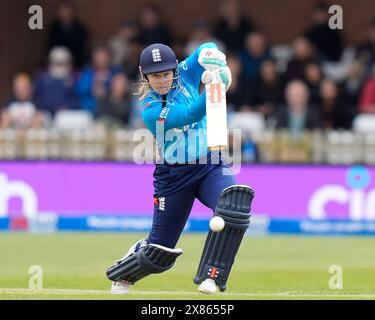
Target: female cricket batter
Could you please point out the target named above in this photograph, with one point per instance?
(173, 99)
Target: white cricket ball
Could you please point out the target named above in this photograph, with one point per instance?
(207, 77)
(217, 224)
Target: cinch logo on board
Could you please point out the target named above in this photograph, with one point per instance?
(360, 202)
(17, 189)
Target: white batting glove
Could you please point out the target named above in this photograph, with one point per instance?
(212, 58)
(222, 75)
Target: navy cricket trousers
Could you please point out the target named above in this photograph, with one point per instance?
(176, 188)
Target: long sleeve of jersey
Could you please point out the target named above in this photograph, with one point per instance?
(175, 116)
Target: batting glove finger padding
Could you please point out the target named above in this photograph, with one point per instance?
(212, 58)
(222, 75)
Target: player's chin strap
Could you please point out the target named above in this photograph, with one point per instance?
(220, 249)
(142, 260)
(176, 85)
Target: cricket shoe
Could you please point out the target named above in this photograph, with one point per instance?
(120, 287)
(208, 286)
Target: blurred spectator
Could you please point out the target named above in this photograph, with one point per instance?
(336, 112)
(303, 55)
(120, 44)
(178, 46)
(297, 116)
(232, 27)
(20, 112)
(366, 51)
(131, 66)
(239, 94)
(367, 97)
(268, 89)
(55, 88)
(67, 31)
(152, 29)
(256, 51)
(114, 109)
(201, 33)
(327, 41)
(313, 77)
(95, 80)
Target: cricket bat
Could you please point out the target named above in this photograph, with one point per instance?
(216, 115)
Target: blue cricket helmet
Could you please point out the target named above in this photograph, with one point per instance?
(157, 58)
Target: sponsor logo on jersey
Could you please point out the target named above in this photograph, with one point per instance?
(163, 114)
(162, 203)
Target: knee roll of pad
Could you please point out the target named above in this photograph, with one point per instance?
(220, 249)
(151, 258)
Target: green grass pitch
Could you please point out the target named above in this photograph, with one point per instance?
(270, 267)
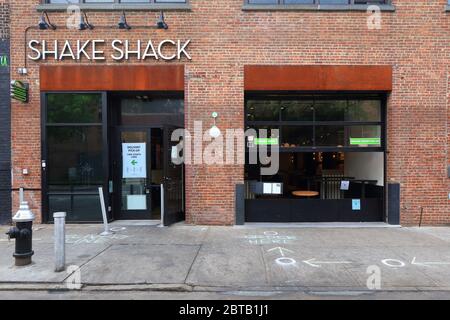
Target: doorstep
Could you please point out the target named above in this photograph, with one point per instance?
(320, 225)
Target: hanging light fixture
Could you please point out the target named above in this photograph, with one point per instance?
(44, 22)
(161, 23)
(123, 24)
(84, 22)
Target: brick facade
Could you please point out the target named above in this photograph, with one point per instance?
(415, 40)
(5, 127)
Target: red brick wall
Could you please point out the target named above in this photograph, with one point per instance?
(414, 40)
(4, 19)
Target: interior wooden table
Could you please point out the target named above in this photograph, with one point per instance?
(305, 193)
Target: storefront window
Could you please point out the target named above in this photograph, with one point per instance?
(74, 160)
(306, 121)
(293, 137)
(294, 110)
(330, 136)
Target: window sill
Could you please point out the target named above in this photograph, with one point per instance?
(118, 7)
(314, 7)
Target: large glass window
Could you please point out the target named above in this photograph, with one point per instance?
(114, 1)
(331, 2)
(322, 121)
(74, 160)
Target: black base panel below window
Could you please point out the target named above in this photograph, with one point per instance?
(312, 210)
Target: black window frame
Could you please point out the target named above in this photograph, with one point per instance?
(278, 124)
(317, 2)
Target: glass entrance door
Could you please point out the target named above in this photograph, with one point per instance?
(135, 174)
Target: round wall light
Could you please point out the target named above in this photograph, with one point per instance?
(214, 132)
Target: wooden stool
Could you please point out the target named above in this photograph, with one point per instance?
(305, 193)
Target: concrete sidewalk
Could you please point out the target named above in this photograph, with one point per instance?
(236, 259)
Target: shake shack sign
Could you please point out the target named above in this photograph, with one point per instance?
(118, 50)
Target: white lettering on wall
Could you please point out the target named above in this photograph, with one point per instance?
(121, 50)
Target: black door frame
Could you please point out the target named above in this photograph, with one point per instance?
(46, 215)
(109, 131)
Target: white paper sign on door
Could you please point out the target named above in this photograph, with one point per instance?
(134, 160)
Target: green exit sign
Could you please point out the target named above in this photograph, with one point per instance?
(266, 141)
(365, 141)
(19, 91)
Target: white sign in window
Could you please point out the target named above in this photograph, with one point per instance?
(134, 160)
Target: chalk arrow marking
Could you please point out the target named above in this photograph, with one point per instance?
(281, 250)
(317, 264)
(427, 264)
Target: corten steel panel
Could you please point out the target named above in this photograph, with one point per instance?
(112, 78)
(318, 78)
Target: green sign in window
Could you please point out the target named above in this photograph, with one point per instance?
(266, 141)
(366, 141)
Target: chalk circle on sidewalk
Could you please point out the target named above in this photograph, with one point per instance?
(285, 262)
(393, 263)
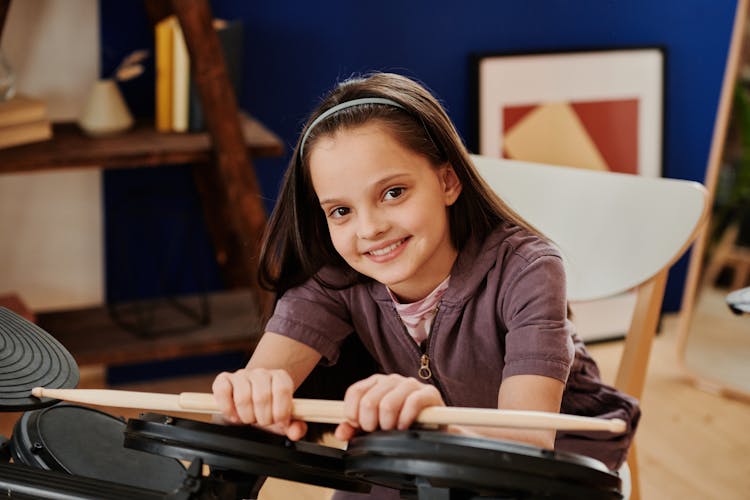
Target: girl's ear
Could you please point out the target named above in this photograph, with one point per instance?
(451, 184)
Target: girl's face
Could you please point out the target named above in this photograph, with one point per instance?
(386, 207)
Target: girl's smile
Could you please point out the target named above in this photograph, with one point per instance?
(386, 208)
(387, 252)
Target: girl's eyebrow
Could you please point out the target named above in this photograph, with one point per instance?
(376, 185)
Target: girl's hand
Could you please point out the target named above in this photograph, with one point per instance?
(385, 402)
(261, 397)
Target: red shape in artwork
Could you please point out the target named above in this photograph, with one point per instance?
(613, 126)
(514, 114)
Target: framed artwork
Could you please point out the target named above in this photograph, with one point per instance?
(597, 109)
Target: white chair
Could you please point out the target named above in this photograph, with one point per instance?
(617, 232)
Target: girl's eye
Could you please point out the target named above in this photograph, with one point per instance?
(393, 193)
(338, 212)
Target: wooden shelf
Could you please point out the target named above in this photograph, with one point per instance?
(139, 147)
(93, 338)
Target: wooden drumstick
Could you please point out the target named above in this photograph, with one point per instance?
(332, 412)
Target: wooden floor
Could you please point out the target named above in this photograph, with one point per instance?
(691, 444)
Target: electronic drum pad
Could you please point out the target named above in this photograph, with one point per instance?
(31, 357)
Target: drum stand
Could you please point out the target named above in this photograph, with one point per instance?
(218, 484)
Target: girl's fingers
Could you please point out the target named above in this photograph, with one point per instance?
(222, 390)
(344, 431)
(415, 402)
(392, 403)
(387, 402)
(282, 389)
(296, 430)
(243, 397)
(353, 397)
(262, 397)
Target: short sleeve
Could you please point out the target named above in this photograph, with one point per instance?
(315, 316)
(534, 308)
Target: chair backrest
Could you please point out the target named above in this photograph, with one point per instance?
(616, 232)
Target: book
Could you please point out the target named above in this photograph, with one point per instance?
(231, 39)
(24, 133)
(180, 80)
(163, 36)
(22, 109)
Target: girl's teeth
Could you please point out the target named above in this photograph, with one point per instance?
(386, 250)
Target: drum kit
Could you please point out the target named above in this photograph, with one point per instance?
(64, 450)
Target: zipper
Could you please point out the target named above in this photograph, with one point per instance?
(424, 372)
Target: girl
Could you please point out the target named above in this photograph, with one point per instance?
(385, 231)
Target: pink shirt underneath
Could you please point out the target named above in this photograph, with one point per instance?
(417, 317)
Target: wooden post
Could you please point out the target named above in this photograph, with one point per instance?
(236, 200)
(4, 6)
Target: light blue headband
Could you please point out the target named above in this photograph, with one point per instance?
(342, 106)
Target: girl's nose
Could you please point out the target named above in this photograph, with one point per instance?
(370, 225)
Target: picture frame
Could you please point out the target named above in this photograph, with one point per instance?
(600, 109)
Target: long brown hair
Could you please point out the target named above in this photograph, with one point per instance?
(297, 244)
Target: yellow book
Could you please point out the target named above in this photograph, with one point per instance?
(180, 80)
(22, 109)
(163, 34)
(24, 133)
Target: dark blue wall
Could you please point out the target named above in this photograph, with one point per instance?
(295, 51)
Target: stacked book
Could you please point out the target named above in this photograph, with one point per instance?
(178, 106)
(23, 120)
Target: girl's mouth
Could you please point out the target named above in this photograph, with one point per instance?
(380, 252)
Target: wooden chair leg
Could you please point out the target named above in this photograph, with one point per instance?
(635, 487)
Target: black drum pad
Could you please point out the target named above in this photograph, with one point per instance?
(31, 357)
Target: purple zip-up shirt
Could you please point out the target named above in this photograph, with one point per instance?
(503, 314)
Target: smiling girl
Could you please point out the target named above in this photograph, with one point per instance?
(385, 231)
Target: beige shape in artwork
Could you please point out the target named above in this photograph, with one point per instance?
(553, 134)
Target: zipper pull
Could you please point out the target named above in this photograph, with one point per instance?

ABOUT THIS TASK
Which lines run from the one containing "Target: beige shape in artwork" to the end of the data? Output them exactly, with nothing added.

TASK RESULT
Target: beige shape in artwork
Could you please point out the target named above in this photograph, with one point per instance?
(553, 134)
Target: zipper pull
Could you please point out the target named above in this photograph, with one point per instance?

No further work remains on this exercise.